- Opening Delimiter -

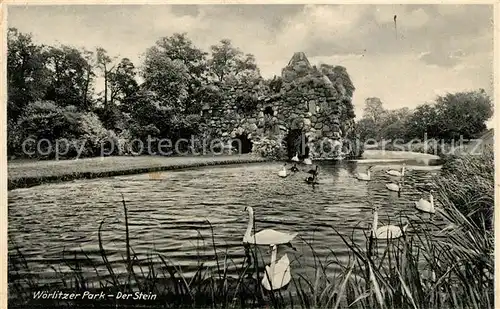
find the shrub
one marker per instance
(269, 147)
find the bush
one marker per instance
(468, 183)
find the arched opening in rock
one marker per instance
(242, 144)
(268, 111)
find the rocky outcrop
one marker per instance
(311, 111)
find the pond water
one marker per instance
(169, 215)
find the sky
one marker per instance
(432, 49)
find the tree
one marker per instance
(104, 63)
(367, 129)
(229, 62)
(373, 109)
(176, 69)
(69, 77)
(338, 72)
(168, 78)
(27, 77)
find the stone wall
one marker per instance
(306, 100)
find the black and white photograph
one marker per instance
(249, 155)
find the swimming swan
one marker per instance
(365, 176)
(398, 173)
(386, 231)
(282, 172)
(307, 161)
(426, 206)
(265, 237)
(277, 274)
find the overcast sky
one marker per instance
(436, 49)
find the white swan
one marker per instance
(265, 237)
(386, 231)
(282, 172)
(398, 173)
(365, 176)
(277, 274)
(426, 206)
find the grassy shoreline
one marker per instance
(430, 268)
(27, 174)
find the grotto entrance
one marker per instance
(296, 142)
(242, 144)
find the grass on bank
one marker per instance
(430, 267)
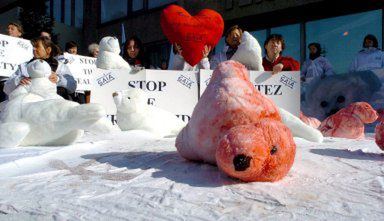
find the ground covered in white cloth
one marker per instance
(133, 176)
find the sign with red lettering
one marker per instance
(192, 33)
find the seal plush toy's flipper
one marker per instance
(13, 133)
(300, 129)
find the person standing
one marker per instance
(370, 57)
(317, 65)
(274, 60)
(232, 41)
(180, 64)
(14, 30)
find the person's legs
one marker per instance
(3, 96)
(64, 93)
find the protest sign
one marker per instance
(322, 97)
(106, 82)
(174, 91)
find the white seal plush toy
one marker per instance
(133, 112)
(109, 57)
(249, 53)
(35, 115)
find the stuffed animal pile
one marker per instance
(109, 57)
(239, 129)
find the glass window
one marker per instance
(342, 37)
(48, 8)
(260, 36)
(79, 7)
(57, 10)
(137, 5)
(220, 46)
(291, 35)
(157, 3)
(111, 10)
(67, 12)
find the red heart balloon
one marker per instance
(192, 33)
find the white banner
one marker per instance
(83, 69)
(108, 81)
(13, 51)
(174, 91)
(282, 88)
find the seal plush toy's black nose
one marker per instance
(241, 162)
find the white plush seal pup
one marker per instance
(133, 112)
(36, 115)
(109, 57)
(248, 53)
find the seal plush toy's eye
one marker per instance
(340, 99)
(241, 162)
(273, 149)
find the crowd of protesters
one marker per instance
(370, 57)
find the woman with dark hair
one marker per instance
(133, 53)
(370, 57)
(317, 65)
(15, 29)
(274, 60)
(45, 49)
(232, 41)
(180, 64)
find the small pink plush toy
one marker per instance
(311, 121)
(349, 121)
(238, 128)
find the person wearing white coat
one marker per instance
(43, 48)
(232, 41)
(370, 57)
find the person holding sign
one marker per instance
(71, 47)
(45, 49)
(134, 53)
(180, 64)
(14, 30)
(232, 41)
(273, 59)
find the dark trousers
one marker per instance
(3, 96)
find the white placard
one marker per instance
(174, 91)
(83, 69)
(282, 88)
(13, 51)
(108, 81)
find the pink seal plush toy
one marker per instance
(349, 121)
(379, 134)
(238, 128)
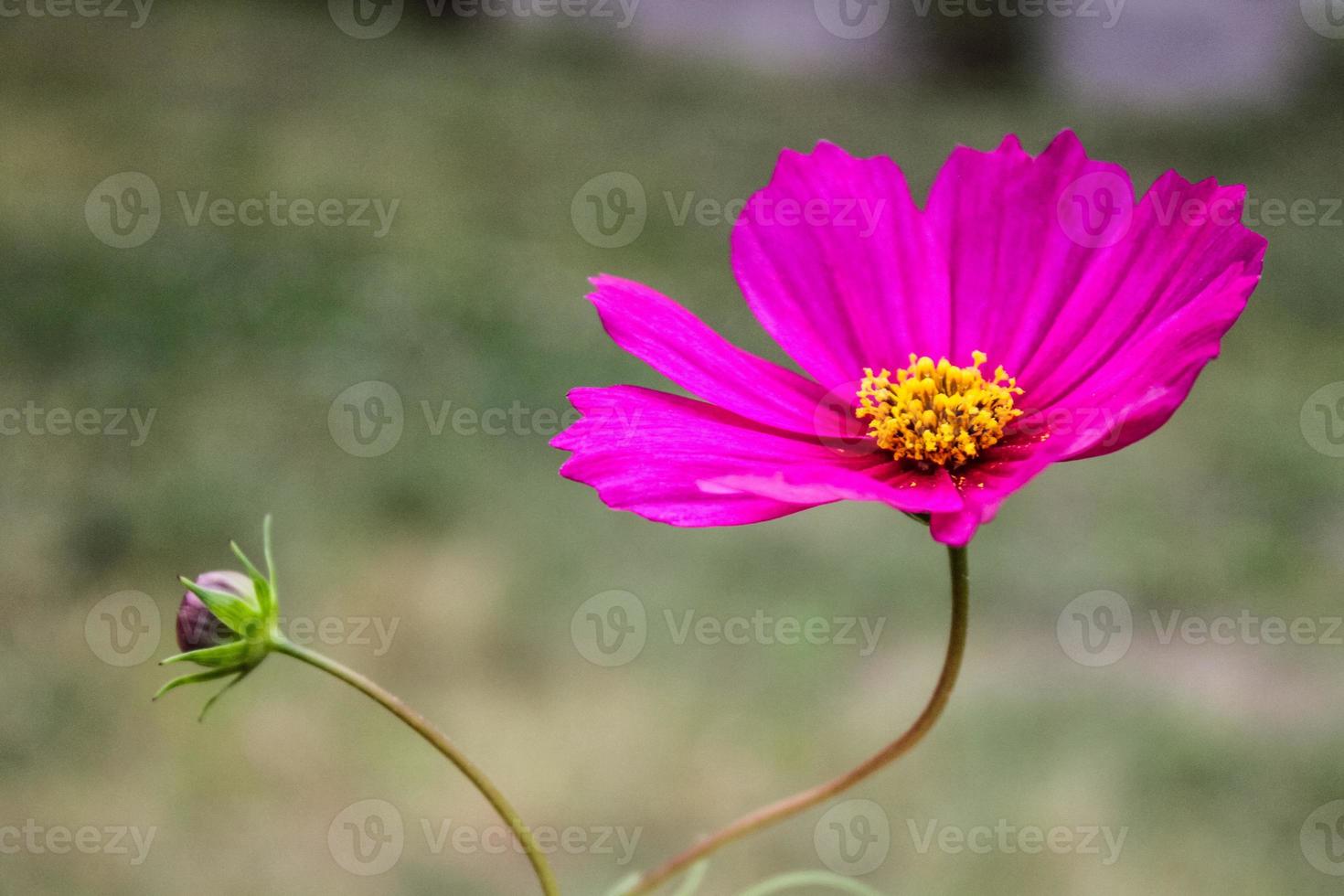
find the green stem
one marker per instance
(443, 744)
(791, 806)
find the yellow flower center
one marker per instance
(937, 412)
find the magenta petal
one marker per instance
(839, 266)
(1105, 309)
(648, 453)
(1014, 262)
(905, 491)
(1164, 263)
(1137, 389)
(986, 484)
(679, 346)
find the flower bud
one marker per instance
(197, 624)
(228, 623)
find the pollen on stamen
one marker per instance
(937, 412)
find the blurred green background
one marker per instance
(240, 338)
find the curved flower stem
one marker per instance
(441, 743)
(791, 806)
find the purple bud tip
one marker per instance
(197, 624)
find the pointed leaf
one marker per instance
(265, 600)
(271, 557)
(225, 655)
(222, 692)
(208, 675)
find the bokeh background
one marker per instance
(469, 554)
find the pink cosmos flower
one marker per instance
(1094, 311)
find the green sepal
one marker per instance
(238, 614)
(231, 655)
(271, 557)
(261, 584)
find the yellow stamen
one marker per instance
(937, 412)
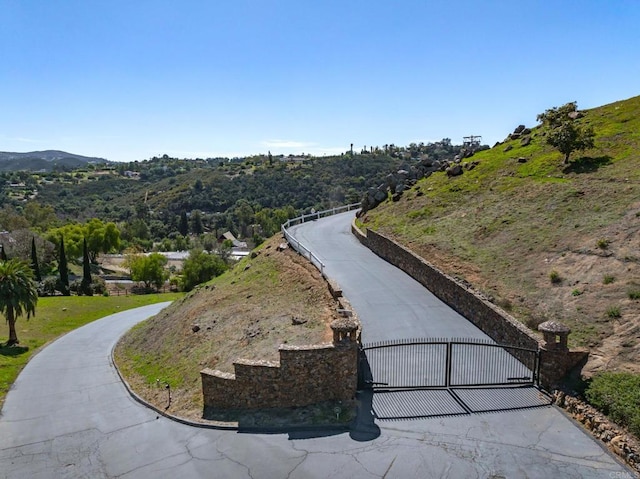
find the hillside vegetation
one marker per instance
(544, 240)
(273, 298)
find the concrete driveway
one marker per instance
(69, 416)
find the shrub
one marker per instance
(613, 312)
(618, 396)
(633, 294)
(47, 287)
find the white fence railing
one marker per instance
(316, 215)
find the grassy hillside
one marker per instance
(543, 239)
(277, 297)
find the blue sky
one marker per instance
(128, 80)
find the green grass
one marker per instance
(503, 224)
(56, 316)
(613, 312)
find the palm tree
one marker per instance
(18, 294)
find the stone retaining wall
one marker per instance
(617, 439)
(305, 375)
(493, 321)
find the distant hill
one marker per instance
(48, 160)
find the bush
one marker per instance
(47, 287)
(618, 396)
(613, 312)
(200, 267)
(633, 294)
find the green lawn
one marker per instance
(56, 316)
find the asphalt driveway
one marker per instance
(69, 416)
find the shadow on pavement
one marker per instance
(364, 428)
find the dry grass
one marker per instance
(506, 226)
(277, 297)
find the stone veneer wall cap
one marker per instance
(257, 362)
(553, 327)
(217, 373)
(291, 347)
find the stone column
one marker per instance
(556, 359)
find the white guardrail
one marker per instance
(299, 247)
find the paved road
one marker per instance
(68, 416)
(391, 304)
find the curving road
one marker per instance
(69, 416)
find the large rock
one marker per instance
(454, 170)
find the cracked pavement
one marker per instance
(69, 416)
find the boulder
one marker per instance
(454, 170)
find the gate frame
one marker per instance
(449, 342)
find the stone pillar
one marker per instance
(344, 329)
(556, 359)
(555, 335)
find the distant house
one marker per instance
(229, 236)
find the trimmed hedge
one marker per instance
(618, 396)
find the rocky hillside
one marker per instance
(543, 239)
(274, 297)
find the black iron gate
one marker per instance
(445, 363)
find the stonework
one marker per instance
(305, 375)
(555, 362)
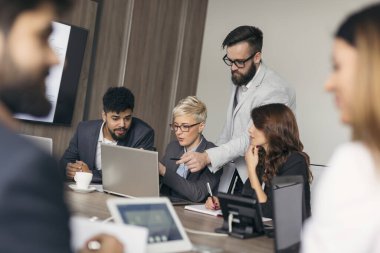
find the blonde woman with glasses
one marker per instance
(346, 211)
(178, 183)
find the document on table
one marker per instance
(202, 209)
(133, 238)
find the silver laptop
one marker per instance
(42, 142)
(129, 172)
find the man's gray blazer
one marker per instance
(266, 88)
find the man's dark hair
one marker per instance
(118, 99)
(250, 34)
(11, 9)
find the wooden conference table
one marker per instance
(94, 204)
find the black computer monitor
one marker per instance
(289, 212)
(242, 216)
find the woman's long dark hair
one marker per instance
(280, 128)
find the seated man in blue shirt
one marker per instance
(118, 127)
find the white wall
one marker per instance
(298, 38)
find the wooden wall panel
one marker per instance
(83, 15)
(152, 61)
(110, 53)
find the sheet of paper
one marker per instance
(202, 209)
(133, 238)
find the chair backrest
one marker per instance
(288, 212)
(42, 142)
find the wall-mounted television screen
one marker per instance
(69, 43)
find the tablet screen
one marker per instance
(155, 217)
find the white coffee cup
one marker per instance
(83, 179)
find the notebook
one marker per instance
(166, 233)
(129, 172)
(42, 142)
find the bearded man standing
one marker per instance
(254, 84)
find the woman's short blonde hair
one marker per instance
(191, 106)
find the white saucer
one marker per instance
(89, 189)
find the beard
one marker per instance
(241, 79)
(23, 92)
(117, 137)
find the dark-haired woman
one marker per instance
(275, 149)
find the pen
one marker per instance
(210, 192)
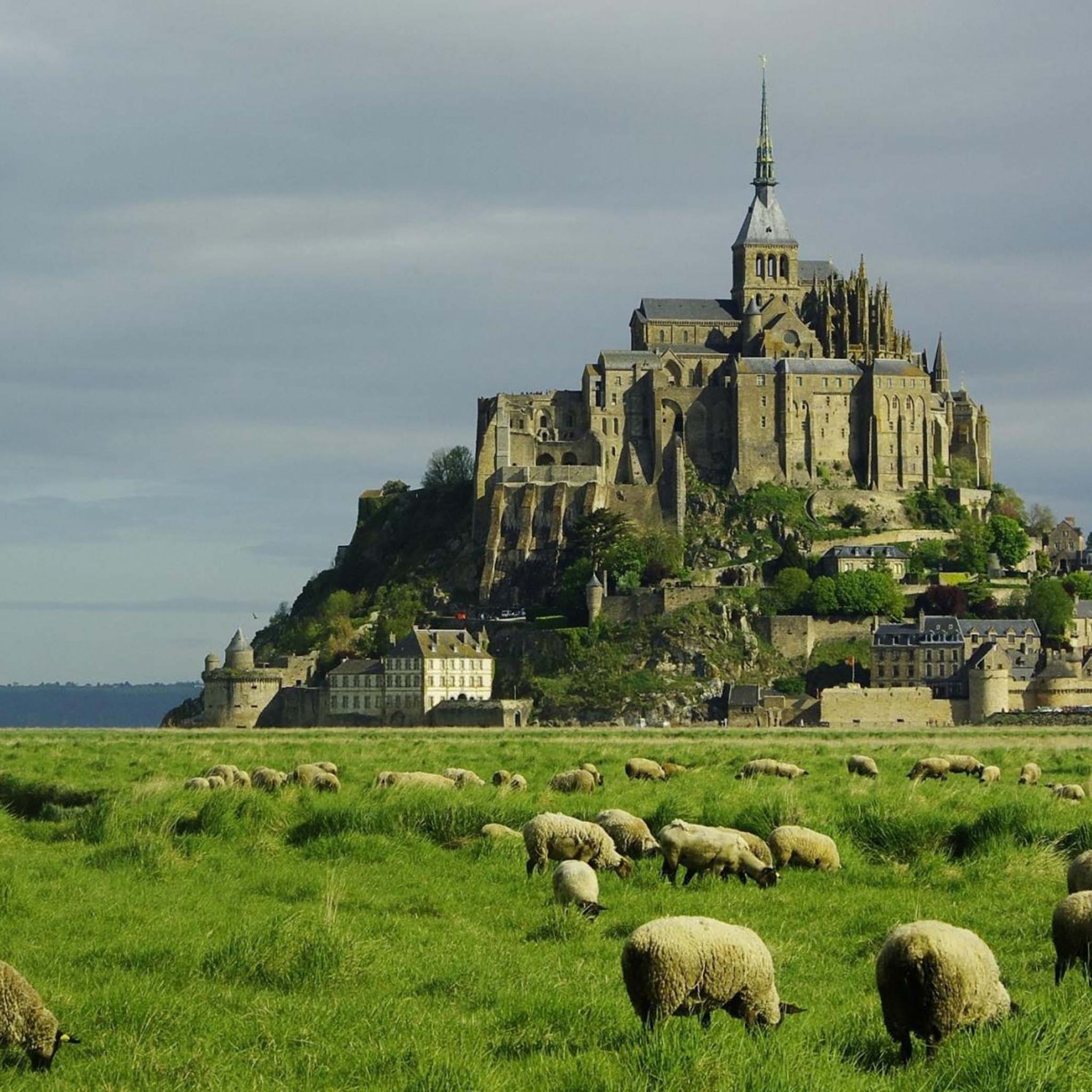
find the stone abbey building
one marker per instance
(800, 376)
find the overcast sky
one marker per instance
(258, 256)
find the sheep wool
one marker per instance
(804, 848)
(630, 833)
(26, 1021)
(1079, 877)
(694, 966)
(1072, 928)
(577, 885)
(645, 769)
(934, 979)
(1029, 775)
(555, 837)
(863, 766)
(574, 781)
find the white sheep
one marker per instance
(863, 766)
(710, 850)
(804, 848)
(1072, 929)
(555, 837)
(1079, 877)
(934, 979)
(27, 1022)
(576, 884)
(694, 966)
(630, 833)
(645, 769)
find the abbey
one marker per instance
(800, 376)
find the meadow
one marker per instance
(372, 940)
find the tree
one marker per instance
(1008, 540)
(1050, 604)
(448, 468)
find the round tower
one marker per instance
(238, 655)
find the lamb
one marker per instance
(630, 834)
(929, 768)
(1030, 775)
(555, 837)
(693, 966)
(388, 779)
(574, 781)
(933, 979)
(27, 1022)
(804, 848)
(1072, 928)
(863, 766)
(462, 778)
(710, 849)
(576, 884)
(963, 764)
(1079, 877)
(645, 769)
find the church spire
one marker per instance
(764, 157)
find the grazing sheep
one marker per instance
(576, 884)
(863, 766)
(630, 834)
(758, 768)
(645, 769)
(1073, 793)
(1030, 775)
(1072, 928)
(596, 774)
(963, 764)
(1079, 877)
(692, 966)
(929, 768)
(574, 781)
(391, 778)
(555, 837)
(804, 848)
(27, 1022)
(934, 979)
(710, 850)
(498, 830)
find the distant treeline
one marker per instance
(99, 706)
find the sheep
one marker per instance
(759, 767)
(1073, 793)
(574, 781)
(630, 834)
(645, 769)
(933, 979)
(929, 768)
(963, 764)
(804, 848)
(27, 1022)
(576, 884)
(710, 849)
(596, 774)
(1072, 928)
(692, 966)
(462, 778)
(1030, 775)
(555, 837)
(390, 778)
(863, 766)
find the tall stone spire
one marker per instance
(764, 156)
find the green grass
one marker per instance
(372, 941)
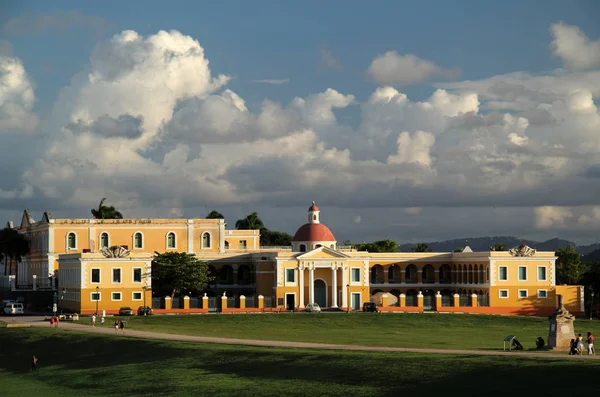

- Closing Delimiter -

### [INSTRUCTIONS TO FOLLOW]
Take each line of the material above that holds the string "wooden" and copy it.

### [RESULT OF THE EXERCISE]
find the wooden conference table
find the wooden wall panel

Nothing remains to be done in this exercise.